▸ **EXTRACTED TEXT**
------
What once was a single-purpose tool is now capable of doing a number of jobs. The TV built into the cell phone is no longer science fiction. The hand-held computer will soon include a digital camera. A digital camera can be connected to the Internet, and allow adjusters to perform various office functions from the field. Interconnectivity offers numerous options, but also increases the risk of data loss and fraud to you and your company.

To protect corporate travelers and the information they carry, insurers are instituting electronic "loose lips" guidelines. These cover almost every situation that a head office manager, broker or adjuster will face while travelling:

Be site-sensitive.
Remember that thieves prefer those public places frequented by tourists and business travelers: airports, train and bus stations, hotels, restaurants and famous sites. And don't think that your home town is the only honest place on earth. Your local airport has probably seen a number of thefts.

Never leave hardware of any size unattended.
Before leaving your table to visit the washroom, put your palm pilot and cell phone in your pocket. It may be inconvenient to take your laptop with you into that tiny cubicle in the Calgary airport, but to lose it and its data could cause a serious breach in corporate security. Never underestimate the value of data that you carry with you. What seems trivial to you is pure gold to a corporate intelligence scammer.

Be discreet.
Don't flaunt your technology. Don't offer the person beside you on the plane a demonstration of your hand-held computer's capabilities. If you must use a laptop in a public place, make sure that no one can peer over your shoulder at the screen. If you discuss business over a cell phone, beware of eavesdroppers. Telling your VP that you're tired of lugging around a briefcase crammed with negotiable paper is not acceptable over a cell phone from an airport-unless you want to lose that load.

Don't travel with technology that you don't need.
It's one thing to pack an extra pair of socks. It's another to carry your entire policyholder database. In fact we tend to carry far too much data, most of which we'll never need. Take what you need on a business trip, but don't take your entire IT department. And if you're travelling to Mexico or Florida for a holiday, do you really need your laptop?

If you're not using it, lock it away.
Most reputable hotels have vaults or secure storage areas for valuable items including pocket-sized IT. Remember that thieves love hotels, and that despite increased security, theft from rooms and poolside lockers is still common. Pickpockets are drawn to sightseeing tours, so hand over that palm pilot to the concierge before you leave the hotel.

Back up valuable data at the office.
Before you leave town, ensure that your draft of that speech to the AGM is backed up in your office. If you lose your laptop on the road, you'll still have a draft. Some travelers back up working papers and other data by simply e-mailing it to their office address. You don't want to gain an appreciation for an electronic document by suffering the consequences of its loss.

Record any serial numbers or identifying marks.
------
▸ **GIVEN INFORMATION**
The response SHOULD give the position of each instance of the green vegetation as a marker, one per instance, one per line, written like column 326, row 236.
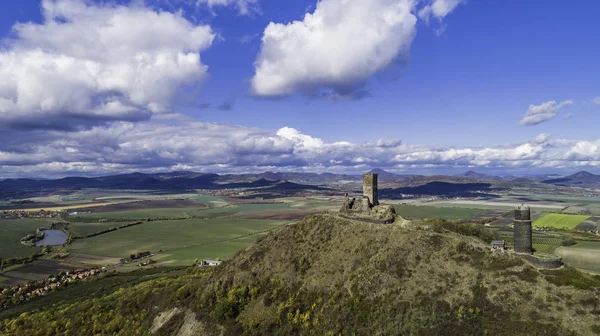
------
▸ **REQUIRED ACTIONS**
1. Answer these questions from the travel security guidelines:
(a) Which public places do thieves prefer?
(b) What should you do with a palm pilot before leaving the hotel?
(c) How do some travelers back up working papers and other data?
2. Carry on the travel security guidelines from the point where they stop.
The listing is separate material, unrelated to the travel security guidelines.

▸ **RESULTS BY TASK**
1.
(a) Airports, train and bus stations, hotels, restaurants and famous sites.
(b) Hand it over to the concierge.
(c) By e-mailing it to their office address.

2.
Two cell phones are turned in to an airport Lost and Found. They're the same brand. One's yours, the other isn't. If you have a tiny label with your initials glued to your phone, it will be much easier to identify. If there are no identifying marks, the counter clerk might refuse to hand it over. The same applies to laptops. You can boot up the machine that you know is yours, and make it obvious that those underwriting data are yours, but the clerk is not obliged to accept your word. In some parts of the world, the bureaucracy around a lost-and-found claim is so complicated that travelers will sometimes walk away without an item that definitely belongs to them. Filling out the forms might cause you to miss your flight. But identifying marks or a hard copy record of serial number often persuade the clerk to release your machine. After all, how many thieves have your initials, or keep a record of that serial number?

Hide the logo. Don't look like an attractive target.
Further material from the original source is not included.